It's because there doing mass testing, the deaths will come, we on the other hand are not doing mass testing, so it only appears that we have less cases
I agree it's because of the mass testing, but I also think that their mortality rate won't increase all that much. I suspect we're seeing two things with the German numbers:
1) a much higher percentage of cases identified, so instead of this looking like it kills 3%, because you only test people who are really sick, you get a more accurate picture of the number of cases and it's only killing a tenth as many. They can do 160,000 tests a week in Germany; their numbers are probably the most accurate for total cases anywhere, I would guess.
2) there is probably some artifact of their cause of death reporting policy happening here: I would bet that they have some reporting system in which if you have, say, two underlying comorbidities like diabetes and COPD, they may not be classing your death as C19, even if that's what pushed you over the edge. I don't know, that's just a guess. But I bet there is some factor like that and maybe the number is a little higher than it looks (although I bet not a crazy amount higher).
Anyway my guess is that they will ultimately see a lot more deaths but that if they test on a mass scale for a long time, we'll see their numbers stabilize with a mortality rate around 0.25-0.5%. I suspect that would be an accurate number for a lot of countries, actually, we're just not testing enough to pick up the vast majority of cases. I mean here, when do they test you? If you have to go to the hospital, or you're in a specific category of high-risk, and you have symptoms, and some specific reason to think you've been exposed to the virus. That's going to skew the numbers radically towards a high mortality rate.
I'm not saying there isn't a problem, just that the German numbers are probably a better picture of what this really looks like than most people would expect.

▸ GOAL OF THE EXERCISE
Retype the part of the comments on German testing numbers that begins at the words that have "Anyway my guess" and stops after "high mortality rate.". The listing that comes next is separate material and has nothing to do with the comments above.

▸ SUPPLIED RECORDS
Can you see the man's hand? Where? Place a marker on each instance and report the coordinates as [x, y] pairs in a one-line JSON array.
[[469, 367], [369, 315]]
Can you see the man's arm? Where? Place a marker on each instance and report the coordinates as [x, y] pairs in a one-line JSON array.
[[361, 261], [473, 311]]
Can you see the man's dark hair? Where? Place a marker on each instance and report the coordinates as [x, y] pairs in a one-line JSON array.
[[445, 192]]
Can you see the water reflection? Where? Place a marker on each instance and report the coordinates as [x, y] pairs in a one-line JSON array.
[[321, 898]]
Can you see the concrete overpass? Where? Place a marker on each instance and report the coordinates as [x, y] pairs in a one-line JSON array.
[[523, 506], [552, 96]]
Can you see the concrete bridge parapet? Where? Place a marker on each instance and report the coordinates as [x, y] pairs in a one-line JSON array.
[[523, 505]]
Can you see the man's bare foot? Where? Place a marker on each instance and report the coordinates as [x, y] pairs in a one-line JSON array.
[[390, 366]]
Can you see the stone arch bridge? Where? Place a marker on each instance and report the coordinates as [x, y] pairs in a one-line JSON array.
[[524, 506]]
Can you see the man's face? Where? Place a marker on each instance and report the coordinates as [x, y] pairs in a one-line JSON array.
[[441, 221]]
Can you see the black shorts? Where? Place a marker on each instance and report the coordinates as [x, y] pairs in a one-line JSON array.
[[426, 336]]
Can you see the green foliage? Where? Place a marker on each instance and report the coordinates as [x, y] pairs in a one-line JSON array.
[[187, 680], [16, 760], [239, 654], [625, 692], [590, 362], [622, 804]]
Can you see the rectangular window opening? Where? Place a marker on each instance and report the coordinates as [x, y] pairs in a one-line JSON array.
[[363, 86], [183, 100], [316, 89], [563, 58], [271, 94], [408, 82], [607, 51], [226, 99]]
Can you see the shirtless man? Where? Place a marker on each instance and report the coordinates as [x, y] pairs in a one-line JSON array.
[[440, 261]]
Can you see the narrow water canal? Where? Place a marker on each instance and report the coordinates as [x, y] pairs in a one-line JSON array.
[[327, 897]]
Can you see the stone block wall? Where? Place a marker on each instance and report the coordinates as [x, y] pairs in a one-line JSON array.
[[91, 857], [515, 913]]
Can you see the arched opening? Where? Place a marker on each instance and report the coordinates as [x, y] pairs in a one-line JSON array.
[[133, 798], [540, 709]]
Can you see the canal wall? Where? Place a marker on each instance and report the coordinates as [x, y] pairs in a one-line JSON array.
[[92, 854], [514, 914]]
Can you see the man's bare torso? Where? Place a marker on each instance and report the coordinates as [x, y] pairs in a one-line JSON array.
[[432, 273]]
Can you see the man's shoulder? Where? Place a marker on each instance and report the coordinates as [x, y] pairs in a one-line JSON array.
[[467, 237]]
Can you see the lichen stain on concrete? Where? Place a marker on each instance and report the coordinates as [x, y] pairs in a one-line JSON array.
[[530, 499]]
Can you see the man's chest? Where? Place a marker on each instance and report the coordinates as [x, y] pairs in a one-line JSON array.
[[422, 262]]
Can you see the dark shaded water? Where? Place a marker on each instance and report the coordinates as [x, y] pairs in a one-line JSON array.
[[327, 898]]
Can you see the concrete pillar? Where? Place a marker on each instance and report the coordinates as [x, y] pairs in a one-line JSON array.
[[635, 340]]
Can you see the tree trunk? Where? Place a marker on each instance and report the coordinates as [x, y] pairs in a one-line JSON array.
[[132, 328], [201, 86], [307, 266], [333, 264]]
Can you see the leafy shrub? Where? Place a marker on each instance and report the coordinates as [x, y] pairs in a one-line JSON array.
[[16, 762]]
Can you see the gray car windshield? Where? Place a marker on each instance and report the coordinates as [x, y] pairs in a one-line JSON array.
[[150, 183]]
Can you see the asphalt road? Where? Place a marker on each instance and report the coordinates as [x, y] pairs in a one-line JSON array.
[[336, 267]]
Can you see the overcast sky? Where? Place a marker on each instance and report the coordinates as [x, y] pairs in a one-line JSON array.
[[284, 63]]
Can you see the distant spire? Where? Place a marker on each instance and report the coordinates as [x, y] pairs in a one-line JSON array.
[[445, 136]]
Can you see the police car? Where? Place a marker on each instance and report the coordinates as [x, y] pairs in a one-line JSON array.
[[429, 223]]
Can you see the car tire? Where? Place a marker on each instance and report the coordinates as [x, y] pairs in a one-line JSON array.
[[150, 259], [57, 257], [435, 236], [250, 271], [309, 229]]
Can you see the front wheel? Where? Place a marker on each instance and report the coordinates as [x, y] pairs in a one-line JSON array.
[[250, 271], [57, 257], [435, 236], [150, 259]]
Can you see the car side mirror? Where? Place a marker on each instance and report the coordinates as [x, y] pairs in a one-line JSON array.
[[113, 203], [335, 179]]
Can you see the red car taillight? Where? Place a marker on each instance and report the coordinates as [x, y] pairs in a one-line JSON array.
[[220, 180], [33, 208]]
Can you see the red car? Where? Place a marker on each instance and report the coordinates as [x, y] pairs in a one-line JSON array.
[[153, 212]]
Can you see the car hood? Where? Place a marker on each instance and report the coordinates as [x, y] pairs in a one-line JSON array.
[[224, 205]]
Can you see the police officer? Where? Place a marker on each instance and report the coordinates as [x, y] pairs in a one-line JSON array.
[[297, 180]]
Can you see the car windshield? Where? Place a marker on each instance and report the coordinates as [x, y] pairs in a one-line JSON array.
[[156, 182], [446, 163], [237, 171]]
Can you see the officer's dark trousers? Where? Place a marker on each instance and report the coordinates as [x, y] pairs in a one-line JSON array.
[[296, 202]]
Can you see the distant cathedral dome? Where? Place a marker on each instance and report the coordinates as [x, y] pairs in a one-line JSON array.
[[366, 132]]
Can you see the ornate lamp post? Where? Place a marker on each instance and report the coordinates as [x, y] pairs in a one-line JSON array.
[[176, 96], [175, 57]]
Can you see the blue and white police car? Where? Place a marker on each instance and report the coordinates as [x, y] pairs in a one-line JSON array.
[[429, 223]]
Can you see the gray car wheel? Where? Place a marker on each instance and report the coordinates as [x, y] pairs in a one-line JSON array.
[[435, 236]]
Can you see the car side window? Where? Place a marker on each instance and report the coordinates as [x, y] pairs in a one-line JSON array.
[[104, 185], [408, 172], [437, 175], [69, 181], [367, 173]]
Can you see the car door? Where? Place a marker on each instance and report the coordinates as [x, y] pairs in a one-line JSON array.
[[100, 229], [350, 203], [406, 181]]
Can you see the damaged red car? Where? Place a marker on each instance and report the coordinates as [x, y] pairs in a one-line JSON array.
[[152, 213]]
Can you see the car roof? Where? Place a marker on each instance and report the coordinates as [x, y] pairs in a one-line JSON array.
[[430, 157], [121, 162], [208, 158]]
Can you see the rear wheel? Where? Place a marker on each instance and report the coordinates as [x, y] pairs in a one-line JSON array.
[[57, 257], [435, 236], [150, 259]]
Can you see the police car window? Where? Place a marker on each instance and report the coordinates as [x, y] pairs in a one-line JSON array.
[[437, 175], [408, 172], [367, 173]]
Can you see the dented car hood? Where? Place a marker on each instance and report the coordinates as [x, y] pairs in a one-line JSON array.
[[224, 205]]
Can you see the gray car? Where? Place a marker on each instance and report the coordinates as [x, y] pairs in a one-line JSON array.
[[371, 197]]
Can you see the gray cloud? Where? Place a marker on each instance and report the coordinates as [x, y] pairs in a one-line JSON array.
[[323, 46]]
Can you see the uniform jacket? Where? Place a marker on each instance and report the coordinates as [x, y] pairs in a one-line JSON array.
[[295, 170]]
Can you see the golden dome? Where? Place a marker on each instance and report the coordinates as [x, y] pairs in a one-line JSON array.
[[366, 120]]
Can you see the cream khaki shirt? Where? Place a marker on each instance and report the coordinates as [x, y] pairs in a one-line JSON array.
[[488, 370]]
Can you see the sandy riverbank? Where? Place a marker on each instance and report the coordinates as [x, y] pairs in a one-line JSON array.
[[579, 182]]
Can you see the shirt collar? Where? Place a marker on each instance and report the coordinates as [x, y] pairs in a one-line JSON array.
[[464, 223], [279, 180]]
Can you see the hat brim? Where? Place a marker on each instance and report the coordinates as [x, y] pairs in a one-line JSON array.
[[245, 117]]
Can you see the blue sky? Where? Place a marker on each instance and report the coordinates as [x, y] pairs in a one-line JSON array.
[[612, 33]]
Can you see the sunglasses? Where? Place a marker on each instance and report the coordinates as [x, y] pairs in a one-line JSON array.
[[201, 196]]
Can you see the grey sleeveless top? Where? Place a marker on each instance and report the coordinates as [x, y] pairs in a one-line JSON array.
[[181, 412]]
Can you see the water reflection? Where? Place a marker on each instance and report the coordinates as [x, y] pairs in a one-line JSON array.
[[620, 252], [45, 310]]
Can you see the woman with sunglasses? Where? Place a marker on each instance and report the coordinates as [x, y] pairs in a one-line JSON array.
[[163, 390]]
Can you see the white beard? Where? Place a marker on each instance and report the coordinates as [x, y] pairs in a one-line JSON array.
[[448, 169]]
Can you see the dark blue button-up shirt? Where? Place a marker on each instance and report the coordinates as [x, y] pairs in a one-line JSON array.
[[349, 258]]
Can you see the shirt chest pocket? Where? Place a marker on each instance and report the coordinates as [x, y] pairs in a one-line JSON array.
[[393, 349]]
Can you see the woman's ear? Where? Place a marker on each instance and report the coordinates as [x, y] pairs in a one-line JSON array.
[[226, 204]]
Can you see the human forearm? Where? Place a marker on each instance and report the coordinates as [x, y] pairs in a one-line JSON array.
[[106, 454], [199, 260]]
...
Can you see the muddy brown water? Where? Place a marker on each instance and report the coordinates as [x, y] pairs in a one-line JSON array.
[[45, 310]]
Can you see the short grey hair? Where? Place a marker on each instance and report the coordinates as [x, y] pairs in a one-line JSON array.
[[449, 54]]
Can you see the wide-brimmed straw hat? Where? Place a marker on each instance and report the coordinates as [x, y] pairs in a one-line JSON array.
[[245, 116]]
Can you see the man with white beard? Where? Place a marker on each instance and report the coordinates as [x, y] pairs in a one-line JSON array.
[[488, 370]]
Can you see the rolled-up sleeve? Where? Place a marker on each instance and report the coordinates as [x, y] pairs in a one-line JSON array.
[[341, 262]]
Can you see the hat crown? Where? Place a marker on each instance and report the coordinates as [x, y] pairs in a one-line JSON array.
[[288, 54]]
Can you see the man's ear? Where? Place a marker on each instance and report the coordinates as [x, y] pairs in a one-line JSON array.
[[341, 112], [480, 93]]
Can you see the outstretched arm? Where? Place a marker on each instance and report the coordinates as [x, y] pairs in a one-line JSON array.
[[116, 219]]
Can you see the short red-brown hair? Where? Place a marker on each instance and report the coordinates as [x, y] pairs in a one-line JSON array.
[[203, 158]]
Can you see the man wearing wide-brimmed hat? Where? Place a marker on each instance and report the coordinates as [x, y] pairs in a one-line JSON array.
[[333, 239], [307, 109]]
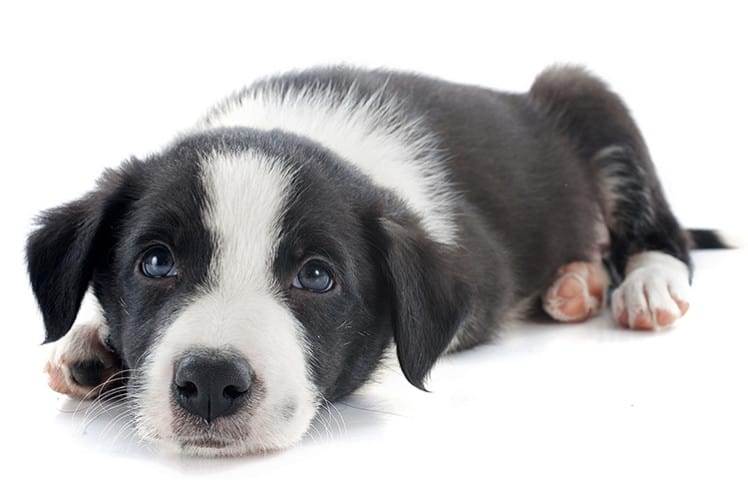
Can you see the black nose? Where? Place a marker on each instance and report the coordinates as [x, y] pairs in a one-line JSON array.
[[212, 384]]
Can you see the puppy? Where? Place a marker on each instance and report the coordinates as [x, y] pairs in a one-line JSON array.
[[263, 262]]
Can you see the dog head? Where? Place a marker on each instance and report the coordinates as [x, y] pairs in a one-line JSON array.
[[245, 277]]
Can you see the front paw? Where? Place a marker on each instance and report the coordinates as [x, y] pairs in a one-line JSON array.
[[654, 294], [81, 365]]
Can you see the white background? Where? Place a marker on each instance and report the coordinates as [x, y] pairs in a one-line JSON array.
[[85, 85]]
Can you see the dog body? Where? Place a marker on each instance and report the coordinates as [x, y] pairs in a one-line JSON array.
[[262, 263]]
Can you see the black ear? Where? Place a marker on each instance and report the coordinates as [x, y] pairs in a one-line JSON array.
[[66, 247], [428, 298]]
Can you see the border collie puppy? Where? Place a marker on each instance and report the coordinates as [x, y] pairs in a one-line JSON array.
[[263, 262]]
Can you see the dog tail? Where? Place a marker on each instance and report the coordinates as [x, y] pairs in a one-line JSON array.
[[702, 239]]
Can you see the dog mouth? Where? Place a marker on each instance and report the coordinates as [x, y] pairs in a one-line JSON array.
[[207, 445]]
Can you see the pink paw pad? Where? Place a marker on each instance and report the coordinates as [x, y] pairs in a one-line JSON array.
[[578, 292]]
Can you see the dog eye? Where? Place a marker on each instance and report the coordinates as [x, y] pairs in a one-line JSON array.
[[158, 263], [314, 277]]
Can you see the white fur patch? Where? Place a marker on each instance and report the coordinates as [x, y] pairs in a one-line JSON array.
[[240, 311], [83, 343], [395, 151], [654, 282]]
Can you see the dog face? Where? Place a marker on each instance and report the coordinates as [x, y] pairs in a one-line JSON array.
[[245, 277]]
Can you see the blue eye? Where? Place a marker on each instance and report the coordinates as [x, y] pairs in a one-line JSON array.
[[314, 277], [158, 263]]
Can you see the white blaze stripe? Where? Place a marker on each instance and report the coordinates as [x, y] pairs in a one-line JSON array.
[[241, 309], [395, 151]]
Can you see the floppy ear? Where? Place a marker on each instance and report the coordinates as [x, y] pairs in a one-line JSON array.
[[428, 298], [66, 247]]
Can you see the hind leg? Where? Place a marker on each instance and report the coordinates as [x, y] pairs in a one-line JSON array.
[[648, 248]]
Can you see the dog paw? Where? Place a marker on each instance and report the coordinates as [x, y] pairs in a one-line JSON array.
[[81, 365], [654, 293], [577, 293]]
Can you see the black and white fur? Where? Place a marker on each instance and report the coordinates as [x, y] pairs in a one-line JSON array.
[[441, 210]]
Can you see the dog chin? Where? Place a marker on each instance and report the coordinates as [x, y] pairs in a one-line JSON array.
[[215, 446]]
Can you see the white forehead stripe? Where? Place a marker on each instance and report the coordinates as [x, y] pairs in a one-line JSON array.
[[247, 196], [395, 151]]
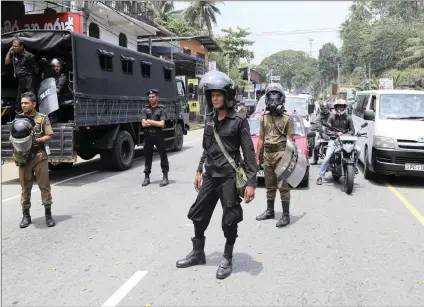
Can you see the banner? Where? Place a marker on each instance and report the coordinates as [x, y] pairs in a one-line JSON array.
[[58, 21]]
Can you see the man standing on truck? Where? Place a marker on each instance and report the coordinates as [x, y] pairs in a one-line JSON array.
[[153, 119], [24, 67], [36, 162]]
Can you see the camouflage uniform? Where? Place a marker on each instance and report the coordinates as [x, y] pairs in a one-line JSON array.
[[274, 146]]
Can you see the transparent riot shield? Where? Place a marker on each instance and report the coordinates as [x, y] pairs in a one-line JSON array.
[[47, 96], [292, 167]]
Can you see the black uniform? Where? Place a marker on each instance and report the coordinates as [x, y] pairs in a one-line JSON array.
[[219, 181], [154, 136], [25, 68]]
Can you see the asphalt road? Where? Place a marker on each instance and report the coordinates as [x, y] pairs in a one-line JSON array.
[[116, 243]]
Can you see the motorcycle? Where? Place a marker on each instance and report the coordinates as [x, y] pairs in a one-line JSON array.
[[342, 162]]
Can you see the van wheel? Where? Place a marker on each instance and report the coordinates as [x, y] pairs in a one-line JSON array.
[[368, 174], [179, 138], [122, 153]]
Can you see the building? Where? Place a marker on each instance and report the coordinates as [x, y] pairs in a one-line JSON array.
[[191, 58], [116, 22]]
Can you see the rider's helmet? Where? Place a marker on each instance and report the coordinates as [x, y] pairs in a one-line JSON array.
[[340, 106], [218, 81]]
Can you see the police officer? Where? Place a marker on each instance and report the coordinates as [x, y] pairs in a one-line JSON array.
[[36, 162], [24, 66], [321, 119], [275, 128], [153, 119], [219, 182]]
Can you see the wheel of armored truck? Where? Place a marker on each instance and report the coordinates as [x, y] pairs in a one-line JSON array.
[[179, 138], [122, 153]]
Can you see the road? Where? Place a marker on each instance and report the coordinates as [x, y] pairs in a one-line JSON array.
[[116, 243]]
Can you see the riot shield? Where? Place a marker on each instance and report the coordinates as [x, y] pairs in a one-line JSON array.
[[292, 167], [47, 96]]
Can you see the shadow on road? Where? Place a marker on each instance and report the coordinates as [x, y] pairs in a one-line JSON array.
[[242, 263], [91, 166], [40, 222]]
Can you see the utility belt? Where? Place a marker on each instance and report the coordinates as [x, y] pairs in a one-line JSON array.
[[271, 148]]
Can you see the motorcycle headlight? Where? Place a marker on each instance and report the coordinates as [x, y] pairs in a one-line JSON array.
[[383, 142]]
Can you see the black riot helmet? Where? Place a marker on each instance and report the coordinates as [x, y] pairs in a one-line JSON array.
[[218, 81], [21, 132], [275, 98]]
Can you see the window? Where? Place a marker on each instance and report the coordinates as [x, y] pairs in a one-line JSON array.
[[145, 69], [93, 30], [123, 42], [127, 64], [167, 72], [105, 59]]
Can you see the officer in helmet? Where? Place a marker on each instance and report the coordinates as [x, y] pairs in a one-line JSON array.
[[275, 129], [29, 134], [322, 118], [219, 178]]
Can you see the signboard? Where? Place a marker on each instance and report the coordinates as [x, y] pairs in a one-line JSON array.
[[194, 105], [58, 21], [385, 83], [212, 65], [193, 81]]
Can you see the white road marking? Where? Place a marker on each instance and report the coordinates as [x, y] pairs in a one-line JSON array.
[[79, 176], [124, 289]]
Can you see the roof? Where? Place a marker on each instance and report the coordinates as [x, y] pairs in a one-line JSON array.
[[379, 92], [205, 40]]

▸ EXPECTED OUTPUT
Anyway my guess is that they will ultimately see a lot more deaths but that if they test on a mass scale for a long time, we'll see their numbers stabilize with a mortality rate around 0.25-0.5%. I suspect that would be an accurate number for a lot of countries, actually, we're just not testing enough to pick up the vast majority of cases. I mean here, when do they test you? If you have to go to the hospital, or you're in a specific category of high-risk, and you have symptoms, and some specific reason to think you've been exposed to the virus. That's going to skew the numbers radically towards a high mortality rate.